### Supplied material:
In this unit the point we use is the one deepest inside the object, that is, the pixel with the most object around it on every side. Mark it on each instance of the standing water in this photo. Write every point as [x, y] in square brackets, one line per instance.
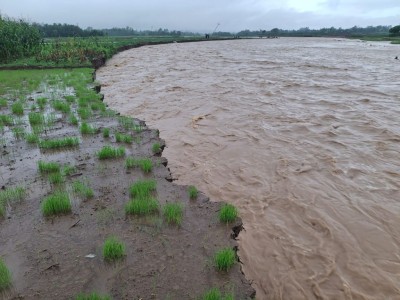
[302, 135]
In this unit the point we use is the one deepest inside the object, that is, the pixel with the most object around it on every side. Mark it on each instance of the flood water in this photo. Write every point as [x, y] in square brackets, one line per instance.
[302, 135]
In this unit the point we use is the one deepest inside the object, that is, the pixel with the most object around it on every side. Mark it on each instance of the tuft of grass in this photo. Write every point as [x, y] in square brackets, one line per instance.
[193, 192]
[173, 213]
[142, 206]
[123, 138]
[228, 213]
[110, 152]
[142, 188]
[87, 129]
[92, 296]
[215, 294]
[59, 143]
[106, 132]
[113, 249]
[82, 189]
[56, 204]
[144, 163]
[156, 148]
[17, 108]
[5, 276]
[35, 119]
[224, 259]
[61, 106]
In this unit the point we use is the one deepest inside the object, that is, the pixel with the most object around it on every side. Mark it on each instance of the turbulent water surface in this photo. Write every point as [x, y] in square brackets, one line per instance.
[302, 135]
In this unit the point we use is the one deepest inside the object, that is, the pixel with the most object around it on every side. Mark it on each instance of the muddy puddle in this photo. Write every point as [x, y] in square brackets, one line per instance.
[301, 134]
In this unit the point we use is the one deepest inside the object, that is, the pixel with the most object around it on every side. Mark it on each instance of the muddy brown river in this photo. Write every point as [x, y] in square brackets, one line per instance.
[302, 135]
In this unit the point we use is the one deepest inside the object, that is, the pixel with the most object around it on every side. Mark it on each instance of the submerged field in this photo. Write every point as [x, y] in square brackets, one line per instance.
[87, 204]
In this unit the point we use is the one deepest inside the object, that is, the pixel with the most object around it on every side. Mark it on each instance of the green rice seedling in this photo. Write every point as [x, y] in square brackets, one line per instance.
[92, 296]
[193, 192]
[56, 178]
[41, 102]
[82, 190]
[224, 259]
[73, 119]
[87, 129]
[48, 167]
[61, 106]
[106, 132]
[3, 103]
[113, 249]
[17, 108]
[32, 138]
[5, 276]
[215, 294]
[142, 206]
[7, 120]
[56, 204]
[156, 148]
[123, 138]
[173, 213]
[35, 118]
[142, 188]
[110, 152]
[228, 213]
[84, 113]
[18, 132]
[59, 143]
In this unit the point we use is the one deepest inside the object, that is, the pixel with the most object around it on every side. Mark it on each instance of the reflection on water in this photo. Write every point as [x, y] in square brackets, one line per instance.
[302, 135]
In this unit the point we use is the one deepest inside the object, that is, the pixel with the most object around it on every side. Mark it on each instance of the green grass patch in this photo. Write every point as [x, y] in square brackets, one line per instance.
[82, 189]
[224, 259]
[193, 192]
[156, 148]
[173, 213]
[123, 138]
[17, 108]
[67, 142]
[144, 163]
[113, 249]
[108, 152]
[106, 132]
[142, 188]
[5, 276]
[142, 206]
[87, 128]
[92, 296]
[228, 213]
[56, 204]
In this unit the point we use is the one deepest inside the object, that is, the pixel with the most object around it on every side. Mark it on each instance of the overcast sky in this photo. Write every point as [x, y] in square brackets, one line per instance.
[204, 15]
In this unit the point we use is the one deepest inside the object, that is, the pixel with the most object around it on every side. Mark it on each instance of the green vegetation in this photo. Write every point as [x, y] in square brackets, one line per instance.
[56, 204]
[142, 188]
[17, 108]
[215, 294]
[5, 276]
[59, 143]
[156, 148]
[113, 249]
[142, 206]
[228, 213]
[224, 259]
[10, 195]
[106, 132]
[110, 152]
[144, 163]
[82, 189]
[123, 138]
[173, 213]
[87, 129]
[92, 296]
[193, 192]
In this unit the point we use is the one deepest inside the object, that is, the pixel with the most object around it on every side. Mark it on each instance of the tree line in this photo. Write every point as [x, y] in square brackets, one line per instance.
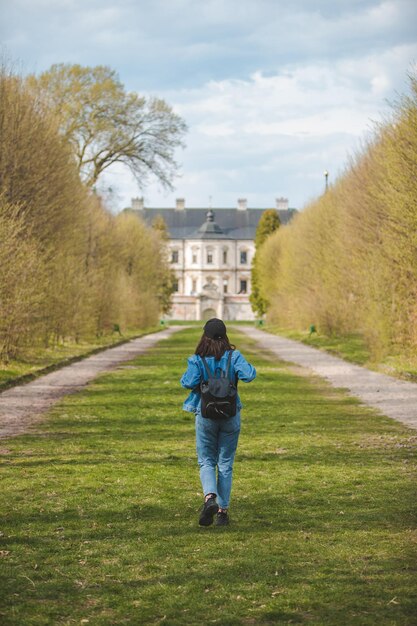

### Goal of the exercise:
Give the data back exactly, omitting all pictures.

### Result below:
In this unit the point we use is the one deepest inside the object, that is, the pixel with the most object around it on every side. Mark it on each instance of the standing water in this photo. Write every point as [x, y] in square brackets, one line per instance.
[302, 135]
In this unit the point we use is the one deepest inside the object, that is, the pixel with the most object around it on every side. Mark it on each instance of the flood water in this photo. Write every point as [x, y] in square brackets, one line per instance.
[302, 135]
In this unit the point we use is the one deepest inside the object, that is, the pixel with the most object around it on every side. Mark it on each instance of the tuft of grass in this photo. Write every point as [x, y] in square brackets, one line per instance.
[193, 192]
[173, 213]
[142, 206]
[123, 138]
[228, 213]
[110, 152]
[142, 188]
[87, 129]
[92, 296]
[215, 294]
[59, 143]
[106, 132]
[113, 249]
[82, 189]
[56, 204]
[144, 163]
[156, 148]
[17, 108]
[5, 276]
[35, 119]
[224, 259]
[61, 106]
In this unit the point we use is the one deepest inside the object, that is, the pixel with the most object around it on every side. Mark it on each instance of the turbulent water surface in this photo. Write every point as [x, y] in square brackets, one line per instance.
[302, 135]
In this unit the point we use is the one deepest inside the object, that is, the pixel with the most object around it on every side. Mark it on each instance of the muddy puddle in this photo. Write every point as [x, y] in square brackets, one line per instance.
[301, 134]
In this unit the point we use is the one deepest inside the object, that is, the pixel with the most object around it on every side. Mark it on each instance of the muddy brown river in this photo. Write every point as [x, y] in square brackets, one line per instance.
[302, 135]
In this unit the point we use is the one deepest inside the object, that is, the pixel with the most object around it on every side. Mark it on each instance of the submerged field in this photo. Write every point as [x, y] in square brackets, one line per instance.
[87, 204]
In this unit the point we use is the one deepest inside the object, that is, the pixel with the most object around it on every side. Mark it on each instance of the green rice seedling in this photo. Write every point as [x, y] in square brackets, one line per instance.
[92, 296]
[193, 192]
[56, 178]
[41, 102]
[82, 190]
[224, 259]
[73, 119]
[87, 129]
[48, 167]
[61, 106]
[106, 132]
[3, 103]
[113, 249]
[17, 108]
[32, 138]
[5, 276]
[215, 294]
[142, 206]
[7, 120]
[56, 204]
[156, 148]
[123, 138]
[173, 213]
[35, 118]
[142, 188]
[110, 152]
[228, 213]
[84, 113]
[18, 132]
[59, 143]
In this unit the point we use is the one deepest inside the object, that is, the pixel with the most object around it on every side. Mark it on each instance of the reflection on water in this photo. Write every point as [x, y] in square brackets, one line per instance.
[302, 135]
In this unit the point we use is the one deepest inside the object, that is, the pixel with the most object around it on every side. Mark it on each instance of the green grass patch in this photo. Write every point as [x, y] in square brackets, one line per instance.
[82, 189]
[224, 259]
[193, 192]
[156, 148]
[173, 213]
[123, 138]
[17, 108]
[67, 142]
[144, 163]
[113, 249]
[108, 152]
[106, 132]
[142, 188]
[5, 276]
[142, 206]
[87, 128]
[92, 296]
[228, 213]
[56, 204]
In this unit the point we use is the one deepest inside the object, that is, the pixel with the most object around it on every side. Mark it on each instance of the overcast sky in this photo. Write every point as [x, y] in square brackets, one line per instance.
[204, 15]
In this unit the point we use is the one deepest inside the object, that is, the pixel with the most object around it on every side. Mark it on each instance of the green vegetation in this photo. Write every point as [x, y] in square brackets, one line per instance.
[56, 204]
[142, 188]
[17, 108]
[215, 294]
[5, 276]
[59, 143]
[156, 148]
[113, 249]
[142, 206]
[228, 213]
[224, 259]
[10, 195]
[106, 132]
[110, 152]
[144, 163]
[82, 189]
[123, 138]
[173, 213]
[87, 129]
[92, 296]
[193, 192]
In this unit the point we use is the one deepest inside the object, that is, the pixel with the most object around it on every side. Mark it on each instance of the tree line in this photo. Write every point as [x, y] in square brackets, one line per instance.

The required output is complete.